Home Page

BCAN
    An Introduction
    Working Together
    News
    People

Thursday Seminars
    This Year

Homeless Forum
    An Introduction
    Public Launch
    Meetings
    Training
    Documents
    Reports
    Reviews
    Diary

Global Issues Forum
    An Introduction
    Links
    Meetings
    News

FareShare

Jesus in the City

Site Information
    Contact Us
    Links
BCAN LogoBCAN (Bristol Christian Action Network)
Helping Churches Respond To Social Needs

Homeless Forum:
The Public Launch - Background

A  
A

The Problem of Homelessness

People become homeless for many reasons. Often, you can trace the problems back to childhood: people who have suffered abuse and excluded from school easily drift into crime and drug abuse, and eventually find themselves homeless.

Other people have a 'normal' childhood, do well at school and benefit from Higher Education; they get a good job and enjoy a successful marriage, and then for some reason it all falls apart. Perhaps the marriage breaks down, they start drinking, move into a bedsit, the drinking gets worse, and the job is lost. Drink and debt drives them to sleep upon a friend's floor for a few weeks, then they argue with the friend and end up on the streets.

Life as a homeless person is so miserable - brutal, painful, dangerous and disempowering - that most people start drinking to numb the pain and end up taking one or more drugs to help them cope. The stresses and the drugs and the resulting poor health make it harder to cope with feelings of depression or paranoia, or can trigger mental problems that were not evident before.

So homelessness is a core issue that touches on many of the deepest problems people face in our society today. There are very few people for whom homelessness can be addressed as a standalone issue: for most, it is bound up in so many other issues the situation can seem to be hopeless.

Collected data:

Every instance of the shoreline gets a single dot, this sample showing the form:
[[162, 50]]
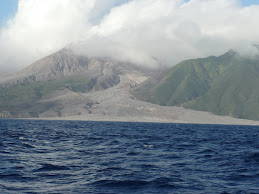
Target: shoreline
[[241, 122]]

Required task: Retype, word for word, the passage of the Homeless Forum page above that begins with the words "Helping Churches Respond" and ends with "on the streets.".

Correct output:
Helping Churches Respond To Social Needs

Homeless Forum:
The Public Launch - Background

A  
A

The Problem of Homelessness

People become homeless for many reasons. Often, you can trace the problems back to childhood: people who have suffered abuse and excluded from school easily drift into crime and drug abuse, and eventually find themselves homeless.

Other people have a 'normal' childhood, do well at school and benefit from Higher Education; they get a good job and enjoy a successful marriage, and then for some reason it all falls apart. Perhaps the marriage breaks down, they start drinking, move into a bedsit, the drinking gets worse, and the job is lost. Drink and debt drives them to sleep upon a friend's floor for a few weeks, then they argue with the friend and end up on the streets.